EXTRACTED TEXT:
§

MASERU — Finance Minister Timothy Thahane has urged Basotho youths to apply for loans under the government’s M50 million credit guarantee scheme.

Thahane was speaking at a press conference that was also attended by ministers of trade and tourism.

The credit guarantee scheme was initiated by the government last year to help micro, small and medium enterprises (MSMEs) and other Basotho-owned businesses.

The scheme, called the Partial Credit Guarantee Fund (PCGF), seeks to provide part of the collateral that most banks require before lending money.

“The banks, liquid as they are, have had problems lending money to Basotho because of lack of collateral and other problems and the government deemed it fit to chip in,” Thahane said.

“To address the problem of lack of collateral the government and the banks have agreed to share the risks of advancing loans to MSMEs especially businesses for youths and women.”

The minister said the government and the banks had already signed a memorandum of understanding and the operational modalities are now being finalised.

Tourism Minister ’Mannete Ramaili said she hoped the banks will be start issuing out the loans by the end of this month.

Ramaili urged beneficiaries to work hard so that they will be able to pay back the monies to avoid unnecessary repossession of properties or prosecution in courts of law.

She said banks and the government would have a joint sifting mechanism to ensure that those who have a habit of not paying their debts do not get the loans.

“There are those who have not paid back their education loans to the National Manpower Development Secretariat (NMDS) and they are surely not going to be loaned even if their business plans are perfect,” Ramaili said.

“The establishment of a credit bureau which has already been legislated will be a tool to sift those who do not pay their debts.”

§

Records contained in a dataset

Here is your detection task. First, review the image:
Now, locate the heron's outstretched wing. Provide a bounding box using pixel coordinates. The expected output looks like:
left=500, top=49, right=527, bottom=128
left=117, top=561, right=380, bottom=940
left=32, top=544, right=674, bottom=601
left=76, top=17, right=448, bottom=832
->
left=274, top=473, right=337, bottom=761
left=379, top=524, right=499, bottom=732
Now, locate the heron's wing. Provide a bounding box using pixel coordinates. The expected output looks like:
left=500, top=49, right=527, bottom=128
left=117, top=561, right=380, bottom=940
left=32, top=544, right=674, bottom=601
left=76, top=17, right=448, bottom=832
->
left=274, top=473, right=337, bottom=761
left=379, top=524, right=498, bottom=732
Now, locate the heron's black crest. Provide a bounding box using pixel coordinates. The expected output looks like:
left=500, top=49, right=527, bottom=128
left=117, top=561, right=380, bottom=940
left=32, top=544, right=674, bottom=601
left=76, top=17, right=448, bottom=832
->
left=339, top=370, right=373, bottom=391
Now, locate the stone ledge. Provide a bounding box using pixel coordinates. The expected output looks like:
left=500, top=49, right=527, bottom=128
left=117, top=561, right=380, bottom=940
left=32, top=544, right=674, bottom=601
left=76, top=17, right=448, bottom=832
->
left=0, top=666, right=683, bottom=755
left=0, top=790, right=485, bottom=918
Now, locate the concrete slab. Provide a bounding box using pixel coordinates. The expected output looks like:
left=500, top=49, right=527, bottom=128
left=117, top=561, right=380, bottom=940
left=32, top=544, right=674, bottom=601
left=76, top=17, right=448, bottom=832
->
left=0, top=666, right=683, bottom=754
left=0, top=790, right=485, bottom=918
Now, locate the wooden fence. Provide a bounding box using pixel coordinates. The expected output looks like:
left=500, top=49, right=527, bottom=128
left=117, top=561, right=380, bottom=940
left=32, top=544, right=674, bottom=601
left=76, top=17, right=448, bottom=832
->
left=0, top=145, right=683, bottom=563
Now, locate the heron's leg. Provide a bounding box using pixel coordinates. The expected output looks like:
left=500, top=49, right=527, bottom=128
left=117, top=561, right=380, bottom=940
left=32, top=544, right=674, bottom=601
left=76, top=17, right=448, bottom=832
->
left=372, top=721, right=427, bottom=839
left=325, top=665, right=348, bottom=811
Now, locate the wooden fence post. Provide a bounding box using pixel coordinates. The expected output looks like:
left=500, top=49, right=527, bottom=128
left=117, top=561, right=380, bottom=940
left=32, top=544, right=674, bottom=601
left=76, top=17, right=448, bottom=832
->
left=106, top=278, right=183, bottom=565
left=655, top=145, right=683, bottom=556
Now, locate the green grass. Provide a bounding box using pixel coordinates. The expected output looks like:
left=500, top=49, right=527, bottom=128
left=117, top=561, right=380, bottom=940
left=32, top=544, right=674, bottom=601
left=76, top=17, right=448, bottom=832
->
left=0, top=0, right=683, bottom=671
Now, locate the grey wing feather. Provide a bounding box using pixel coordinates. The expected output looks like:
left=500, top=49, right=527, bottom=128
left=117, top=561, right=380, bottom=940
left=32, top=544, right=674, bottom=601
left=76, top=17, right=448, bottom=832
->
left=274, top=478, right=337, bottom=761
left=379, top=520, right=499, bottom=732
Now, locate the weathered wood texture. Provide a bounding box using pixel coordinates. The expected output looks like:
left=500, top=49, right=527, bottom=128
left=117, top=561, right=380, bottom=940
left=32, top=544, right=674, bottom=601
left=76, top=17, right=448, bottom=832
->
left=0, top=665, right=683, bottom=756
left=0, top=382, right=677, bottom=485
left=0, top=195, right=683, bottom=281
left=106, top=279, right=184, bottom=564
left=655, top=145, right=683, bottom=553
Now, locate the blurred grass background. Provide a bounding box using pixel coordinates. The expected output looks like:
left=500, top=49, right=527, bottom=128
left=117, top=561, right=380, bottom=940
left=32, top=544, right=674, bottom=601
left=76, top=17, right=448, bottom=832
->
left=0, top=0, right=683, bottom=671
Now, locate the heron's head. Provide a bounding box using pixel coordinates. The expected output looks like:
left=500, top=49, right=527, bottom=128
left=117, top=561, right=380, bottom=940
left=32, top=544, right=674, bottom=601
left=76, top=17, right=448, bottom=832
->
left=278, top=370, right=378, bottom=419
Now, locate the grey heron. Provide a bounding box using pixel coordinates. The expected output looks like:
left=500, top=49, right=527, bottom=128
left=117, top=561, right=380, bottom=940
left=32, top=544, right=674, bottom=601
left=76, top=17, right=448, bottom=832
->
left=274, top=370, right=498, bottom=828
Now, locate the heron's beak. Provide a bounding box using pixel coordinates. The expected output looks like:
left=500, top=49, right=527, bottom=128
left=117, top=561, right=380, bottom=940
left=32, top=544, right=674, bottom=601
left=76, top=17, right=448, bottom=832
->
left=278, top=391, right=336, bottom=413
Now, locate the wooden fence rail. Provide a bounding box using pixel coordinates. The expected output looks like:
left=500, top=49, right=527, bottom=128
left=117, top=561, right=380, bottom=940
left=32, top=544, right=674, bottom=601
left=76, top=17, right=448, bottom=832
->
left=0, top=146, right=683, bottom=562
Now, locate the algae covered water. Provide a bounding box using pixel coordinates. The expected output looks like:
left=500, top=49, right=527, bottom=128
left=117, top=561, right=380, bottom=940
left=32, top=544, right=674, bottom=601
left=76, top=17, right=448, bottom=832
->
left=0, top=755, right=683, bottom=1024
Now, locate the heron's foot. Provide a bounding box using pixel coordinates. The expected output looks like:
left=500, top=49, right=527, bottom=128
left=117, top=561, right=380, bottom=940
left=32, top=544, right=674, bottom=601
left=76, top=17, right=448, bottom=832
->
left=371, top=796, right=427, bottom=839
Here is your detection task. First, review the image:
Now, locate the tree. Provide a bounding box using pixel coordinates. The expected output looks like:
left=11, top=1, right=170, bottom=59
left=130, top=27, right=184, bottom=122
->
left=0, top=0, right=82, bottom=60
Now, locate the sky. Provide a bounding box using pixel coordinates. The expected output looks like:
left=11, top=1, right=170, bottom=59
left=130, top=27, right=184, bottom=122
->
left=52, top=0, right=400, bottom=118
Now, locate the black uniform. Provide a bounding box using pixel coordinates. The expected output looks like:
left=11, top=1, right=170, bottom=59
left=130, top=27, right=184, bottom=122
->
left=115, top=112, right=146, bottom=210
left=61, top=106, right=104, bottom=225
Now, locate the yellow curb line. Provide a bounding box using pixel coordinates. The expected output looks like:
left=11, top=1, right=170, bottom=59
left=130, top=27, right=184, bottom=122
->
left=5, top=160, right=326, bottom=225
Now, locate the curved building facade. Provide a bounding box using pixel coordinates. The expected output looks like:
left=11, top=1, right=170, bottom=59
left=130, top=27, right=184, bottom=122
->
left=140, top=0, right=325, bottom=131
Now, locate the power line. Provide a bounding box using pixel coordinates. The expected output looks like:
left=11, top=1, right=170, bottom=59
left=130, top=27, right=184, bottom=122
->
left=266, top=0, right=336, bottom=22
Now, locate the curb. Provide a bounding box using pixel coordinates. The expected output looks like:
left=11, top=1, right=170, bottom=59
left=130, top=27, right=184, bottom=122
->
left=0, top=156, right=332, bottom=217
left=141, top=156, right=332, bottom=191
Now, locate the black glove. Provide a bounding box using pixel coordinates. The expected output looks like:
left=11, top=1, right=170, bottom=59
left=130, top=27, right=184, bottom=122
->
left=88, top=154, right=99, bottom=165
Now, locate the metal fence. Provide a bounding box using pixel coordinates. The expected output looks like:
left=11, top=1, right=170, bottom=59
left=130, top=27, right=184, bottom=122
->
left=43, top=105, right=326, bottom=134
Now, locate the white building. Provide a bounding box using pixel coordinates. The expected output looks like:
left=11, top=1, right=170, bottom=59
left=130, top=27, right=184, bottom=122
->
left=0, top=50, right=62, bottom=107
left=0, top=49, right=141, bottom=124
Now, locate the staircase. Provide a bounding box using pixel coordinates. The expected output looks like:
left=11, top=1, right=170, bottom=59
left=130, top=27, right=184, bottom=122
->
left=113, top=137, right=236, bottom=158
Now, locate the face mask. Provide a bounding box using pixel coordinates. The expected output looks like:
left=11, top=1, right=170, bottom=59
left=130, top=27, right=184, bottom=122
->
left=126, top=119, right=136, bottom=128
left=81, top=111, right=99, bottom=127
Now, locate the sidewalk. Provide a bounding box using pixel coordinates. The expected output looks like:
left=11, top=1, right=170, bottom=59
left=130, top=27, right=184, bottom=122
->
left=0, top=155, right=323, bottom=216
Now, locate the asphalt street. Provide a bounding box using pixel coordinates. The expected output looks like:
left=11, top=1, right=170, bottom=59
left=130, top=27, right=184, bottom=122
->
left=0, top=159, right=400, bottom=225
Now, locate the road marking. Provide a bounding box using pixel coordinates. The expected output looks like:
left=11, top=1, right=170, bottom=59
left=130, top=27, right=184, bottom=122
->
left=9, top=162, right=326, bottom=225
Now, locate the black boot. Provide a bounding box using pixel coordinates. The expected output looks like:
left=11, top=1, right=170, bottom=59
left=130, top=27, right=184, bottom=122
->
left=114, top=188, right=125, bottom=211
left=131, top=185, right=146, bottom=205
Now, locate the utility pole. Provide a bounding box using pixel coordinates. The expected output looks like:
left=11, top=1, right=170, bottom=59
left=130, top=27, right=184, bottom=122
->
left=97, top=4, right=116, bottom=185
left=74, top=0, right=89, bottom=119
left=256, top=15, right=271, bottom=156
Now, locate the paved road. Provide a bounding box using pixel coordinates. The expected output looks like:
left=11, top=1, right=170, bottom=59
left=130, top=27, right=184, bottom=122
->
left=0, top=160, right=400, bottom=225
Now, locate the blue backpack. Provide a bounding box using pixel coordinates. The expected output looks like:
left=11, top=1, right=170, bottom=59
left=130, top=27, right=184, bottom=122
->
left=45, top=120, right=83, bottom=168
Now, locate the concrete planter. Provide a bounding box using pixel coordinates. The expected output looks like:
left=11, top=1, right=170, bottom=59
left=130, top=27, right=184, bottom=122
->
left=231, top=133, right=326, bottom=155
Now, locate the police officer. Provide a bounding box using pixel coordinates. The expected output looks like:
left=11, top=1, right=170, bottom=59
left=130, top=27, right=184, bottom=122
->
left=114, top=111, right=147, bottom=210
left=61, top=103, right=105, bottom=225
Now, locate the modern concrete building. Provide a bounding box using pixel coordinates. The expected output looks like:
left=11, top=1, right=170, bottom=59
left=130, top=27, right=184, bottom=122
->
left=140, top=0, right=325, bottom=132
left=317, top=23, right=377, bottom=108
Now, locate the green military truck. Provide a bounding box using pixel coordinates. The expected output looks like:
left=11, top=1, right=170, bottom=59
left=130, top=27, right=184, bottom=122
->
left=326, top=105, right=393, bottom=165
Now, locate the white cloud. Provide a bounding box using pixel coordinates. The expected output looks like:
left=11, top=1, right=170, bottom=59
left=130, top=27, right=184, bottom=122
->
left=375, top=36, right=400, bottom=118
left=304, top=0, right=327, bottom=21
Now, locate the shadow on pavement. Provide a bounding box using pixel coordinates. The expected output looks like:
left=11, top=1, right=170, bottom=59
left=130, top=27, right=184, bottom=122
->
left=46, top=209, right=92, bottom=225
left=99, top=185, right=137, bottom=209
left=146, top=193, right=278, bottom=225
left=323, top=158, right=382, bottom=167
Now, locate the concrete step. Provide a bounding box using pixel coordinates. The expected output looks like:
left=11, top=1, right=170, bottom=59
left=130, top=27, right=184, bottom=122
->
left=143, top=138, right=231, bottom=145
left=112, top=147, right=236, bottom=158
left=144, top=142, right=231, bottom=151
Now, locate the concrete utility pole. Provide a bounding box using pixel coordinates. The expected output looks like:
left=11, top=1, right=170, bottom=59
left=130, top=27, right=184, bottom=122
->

§

EXERCISE REQUIREMENTS:
1 - In the credit guarantee article, rewrite the paragraph beginning "The scheme, called the Partial Credit Guarantee Fund" as a single shorter sentence.
2 - Write the next few paragraphs of the credit guarantee article, picking up after its final sentence.
These records come from a separate source.

EXPECTED ANSWERS:
1 - The Partial Credit Guarantee Fund (PCGF) aims to supply part of the collateral that most banks demand before lending.

2 -
The banks working closely with the government will monitor the performance of the businesses to detect problems early and provide suggestions to stop the collapse of the businesses.

Trade Minister Leketekete Ketso said businesses that were loaned huge sums of money had collapsed in the past because there were no follow-ups.

“In the past guarantee schemes were led by the government and the follow-ups were not sufficient,” Ketso said. “This is not going to be the case with this guarantee fund.”

The scheme is expected to run as a revolving fund to benefit thousands of unemployed Basotho.

Thahane said they expected banks to pump in M150 million into the scheme.

“It is a fund that will be drawn upon when the business fails and the guarantee is called,” he said.

“If all the businesses succeed, due to preparation of good business plans, good training in running and managing business, and sound systems of supervision and monitoring of implementation by the banks and accredited consultants, then PCGF will not be drawn down.”

The final percentage on the proportion of the risk that the banks will take has not yet been finalised, Thahane said.

“It will however range from 30 to 50 percent.”

Enterprises that are expected to benefit should be owned by Basotho youths and women and should employ one to five employees, six to 20 employees and 21 to 50 employees, respectively.